» Your goal
Each entry below should be returned exactly as is, with the pictures removed.

===== Data provided

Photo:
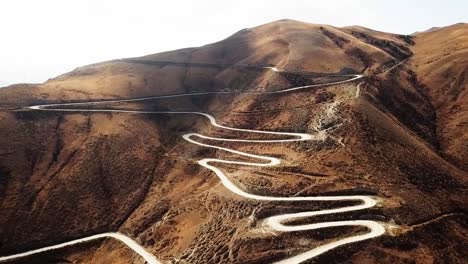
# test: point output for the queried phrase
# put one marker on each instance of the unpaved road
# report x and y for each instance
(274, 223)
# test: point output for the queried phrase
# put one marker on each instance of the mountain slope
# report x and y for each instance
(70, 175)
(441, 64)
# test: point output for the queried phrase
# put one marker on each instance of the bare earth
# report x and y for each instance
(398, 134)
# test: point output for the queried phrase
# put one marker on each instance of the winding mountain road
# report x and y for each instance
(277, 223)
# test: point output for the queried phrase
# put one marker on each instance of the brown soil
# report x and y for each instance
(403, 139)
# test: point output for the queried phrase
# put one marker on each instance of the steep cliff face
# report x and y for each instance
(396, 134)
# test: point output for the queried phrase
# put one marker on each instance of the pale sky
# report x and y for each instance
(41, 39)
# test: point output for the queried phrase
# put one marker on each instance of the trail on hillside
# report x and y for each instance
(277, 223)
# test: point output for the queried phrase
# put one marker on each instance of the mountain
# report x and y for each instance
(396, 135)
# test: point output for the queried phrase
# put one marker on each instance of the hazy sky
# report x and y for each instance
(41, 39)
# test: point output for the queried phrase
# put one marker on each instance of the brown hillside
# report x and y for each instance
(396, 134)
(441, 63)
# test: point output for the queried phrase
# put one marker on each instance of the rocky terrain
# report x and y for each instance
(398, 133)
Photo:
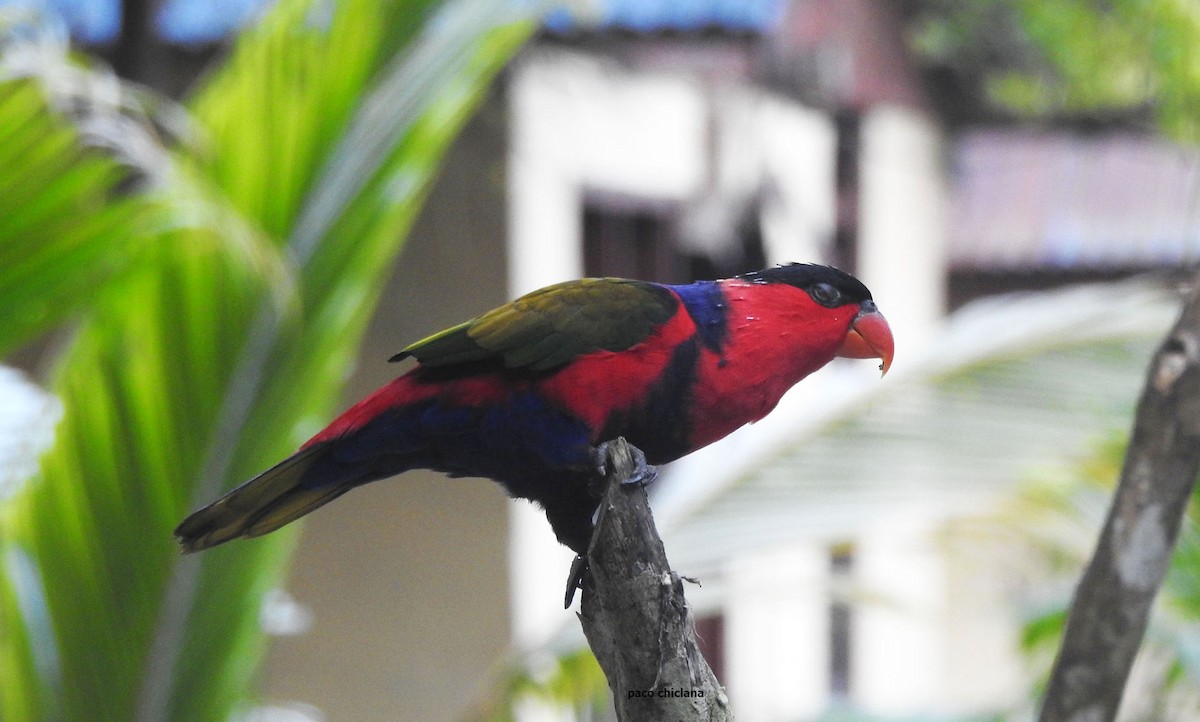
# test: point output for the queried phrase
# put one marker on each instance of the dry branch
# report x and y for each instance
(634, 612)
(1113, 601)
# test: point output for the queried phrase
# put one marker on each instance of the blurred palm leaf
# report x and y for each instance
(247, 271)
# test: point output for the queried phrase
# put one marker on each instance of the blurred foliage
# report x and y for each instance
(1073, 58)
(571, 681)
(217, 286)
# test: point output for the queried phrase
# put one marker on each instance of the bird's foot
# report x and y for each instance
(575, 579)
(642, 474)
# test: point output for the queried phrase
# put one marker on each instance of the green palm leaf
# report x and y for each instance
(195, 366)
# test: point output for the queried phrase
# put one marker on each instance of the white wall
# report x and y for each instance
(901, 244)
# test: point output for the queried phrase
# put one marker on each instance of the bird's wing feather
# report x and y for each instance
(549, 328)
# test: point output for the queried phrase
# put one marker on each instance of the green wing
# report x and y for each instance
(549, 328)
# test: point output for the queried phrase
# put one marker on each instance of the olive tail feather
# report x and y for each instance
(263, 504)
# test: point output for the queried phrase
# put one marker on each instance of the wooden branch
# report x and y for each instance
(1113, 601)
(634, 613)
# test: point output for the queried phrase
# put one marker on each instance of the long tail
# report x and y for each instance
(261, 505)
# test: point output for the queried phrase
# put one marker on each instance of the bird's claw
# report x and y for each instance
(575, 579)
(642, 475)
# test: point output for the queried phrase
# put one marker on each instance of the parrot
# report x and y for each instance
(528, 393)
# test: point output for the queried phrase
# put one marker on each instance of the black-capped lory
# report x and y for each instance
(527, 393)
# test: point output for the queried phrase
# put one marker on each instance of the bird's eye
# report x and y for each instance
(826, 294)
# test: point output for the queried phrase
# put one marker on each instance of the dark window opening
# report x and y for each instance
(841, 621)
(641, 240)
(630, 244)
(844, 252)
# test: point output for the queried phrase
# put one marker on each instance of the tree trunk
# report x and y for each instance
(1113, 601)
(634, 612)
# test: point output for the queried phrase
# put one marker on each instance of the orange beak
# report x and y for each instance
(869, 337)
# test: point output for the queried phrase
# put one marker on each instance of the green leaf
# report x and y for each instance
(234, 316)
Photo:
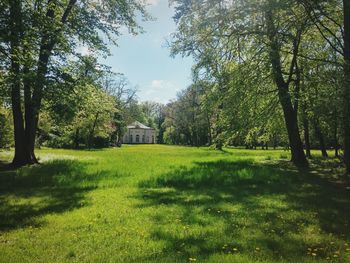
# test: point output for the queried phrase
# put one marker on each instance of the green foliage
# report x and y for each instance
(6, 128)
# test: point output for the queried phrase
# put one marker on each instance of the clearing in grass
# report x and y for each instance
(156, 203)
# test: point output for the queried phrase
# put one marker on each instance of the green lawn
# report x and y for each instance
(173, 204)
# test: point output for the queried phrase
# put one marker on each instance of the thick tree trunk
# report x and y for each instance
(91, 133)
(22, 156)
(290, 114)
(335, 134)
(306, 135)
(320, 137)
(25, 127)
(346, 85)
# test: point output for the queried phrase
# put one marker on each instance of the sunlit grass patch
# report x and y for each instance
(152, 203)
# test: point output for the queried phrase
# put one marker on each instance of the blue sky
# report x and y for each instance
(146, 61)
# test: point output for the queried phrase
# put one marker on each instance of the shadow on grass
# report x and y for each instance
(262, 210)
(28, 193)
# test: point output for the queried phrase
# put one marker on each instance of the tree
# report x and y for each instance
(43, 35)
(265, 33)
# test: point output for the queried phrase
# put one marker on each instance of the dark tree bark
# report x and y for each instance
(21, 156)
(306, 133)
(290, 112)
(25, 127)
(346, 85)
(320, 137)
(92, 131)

==========

» Written answer
Photo:
# test: point output for the queried phrase
# put one marker on each instance of the unpaved road
# report x and y for each instance
(274, 223)
# test: point output for the queried phrase
# put one marker on each instance of the mountain slope
# report x and y for each instance
(70, 175)
(441, 64)
# test: point output for the queried phrase
# put one marker on each instance of the bare earth
# report x and y for each instance
(398, 134)
# test: point output for the queried phrase
# put one marker on each instance of the winding mountain road
# report x and y for each instance
(277, 223)
# test: point output for the queried phrase
# put one marker on each instance of the brown soil
# report x and y for each instance
(403, 139)
# test: point output for the queried phrase
# put one marker on each instance of the steep cliff face
# report x and y for each instance
(396, 134)
# test: point output for the queried phrase
# put one marker on each instance of the pale sky
# report x and y for each instance
(41, 39)
# test: point output for the queried phrase
# put one marker on each instance of the trail on hillside
# report x and y for each instance
(277, 223)
# test: point output for the queried phrase
# put one marker on each instance of the mountain
# report x and y for each instance
(396, 135)
# test: point output for the queried phrase
# put one marker on each instance of the hazy sky
# report x and y for each instance
(41, 39)
# test: point output for the queried phrase
# put one marker on each instance of the brown hillside
# report x and y for each instance
(396, 134)
(441, 63)
# test: point output for the queried phrase
# put one marker on each instance of the rocky terrain
# report x and y for each instance
(398, 133)
Photo:
# test: point output for the queried phrase
# put one marker on each instance of the dry branch
# report x and y for each instance
(634, 612)
(1113, 601)
# test: point output for the queried phrase
# put one marker on each instance of the blurred palm leaf
# report x and y for each instance
(247, 271)
# test: point output for the queried phrase
# put one marker on each instance of the blurred foliage
# report x and y for each instance
(1073, 58)
(571, 681)
(217, 286)
# test: point output for the queried phrase
# put one marker on each instance of the bird's foot
# report x and y for each instance
(575, 579)
(642, 474)
# test: point output for the queried phrase
# put one marker on each instance of the green palm leaf
# report x and y for each instance
(195, 366)
# test: point output for the queried phrase
# put one marker on each instance of the white wall
# report x and y for each instance
(901, 244)
# test: point output for the queried phrase
# put one marker on each instance of the bird's wing feather
# report x and y for each instance
(549, 328)
# test: point output for the queried phrase
# put one marker on each instance of the green wing
# report x and y for each instance
(549, 328)
# test: point output for the queried phrase
# put one marker on each instance of the olive tail feather
# report x and y for each instance
(263, 504)
# test: point output for the queried phrase
# put one marker on each instance of the wooden branch
# report x and y for each instance
(1113, 601)
(634, 613)
# test: point output for the queried phrase
# put one marker on each instance of the long tail
# report x and y for each instance
(261, 505)
# test: point output for the queried phrase
# put one marker on each instance of the bird's claw
# report x and y for each instance
(575, 579)
(642, 475)
# test: point output for the queried phrase
# put one marker on each instance of the parrot
# report x and y for each instance
(528, 393)
# test: point output for the queried phrase
# put one marker on each instance of the black-capped lory
# report x and y for each instance
(527, 393)
# test: point output for the queried phrase
# put one marker on each instance of the bird's eye
# report x and y for each instance
(826, 294)
# test: point output for the queried phrase
# put one marker on each instance of the dark window opening
# report x and y for each instance
(841, 621)
(641, 240)
(630, 244)
(844, 252)
# test: point output for the queried phrase
# put one marker on each instance of the tree trunk
# report x and y for each instance
(1113, 601)
(634, 612)
# test: point output for the queried phrase
# put one marker on each instance of the orange beak
# report x and y for each instance
(869, 337)
# test: point output for the queried phrase
# put one marker on each instance of the green leaf
# report x and y for each instance
(234, 316)
Photo:
# test: point output for the queried phrase
# put one marker on each instance of the green foliage
# report x and y for each instance
(6, 128)
# test: point output for the queried phrase
# put one marker on each instance of the clearing in grass
# report x and y for each instance
(156, 203)
# test: point output for the queried phrase
# put one marker on each instance of the green lawn
# report x and y for each instance
(173, 204)
# test: point output for the queried phrase
# put one marker on each instance of the thick tree trunk
# report x and y for each instance
(91, 133)
(22, 156)
(290, 114)
(335, 134)
(306, 135)
(320, 137)
(25, 127)
(346, 85)
# test: point output for the queried phrase
# put one marker on each instance of the sunlit grass patch
# report x and y for each instance
(152, 203)
# test: point output for the queried phrase
# put one marker on each instance of the blue sky
# report x and y for each instance
(146, 61)
# test: point output for the queried phrase
# put one marker on each instance of the shadow on grass
# report x and y for each instance
(262, 210)
(28, 193)
# test: point output for the queried phrase
# put one marker on each instance of the tree
# report x and y for each instance
(43, 35)
(265, 33)
# test: point output for the queried phrase
# put one marker on each instance of the dark tree bark
# report x and y for each instance
(21, 156)
(306, 133)
(290, 112)
(25, 127)
(346, 85)
(320, 137)
(92, 131)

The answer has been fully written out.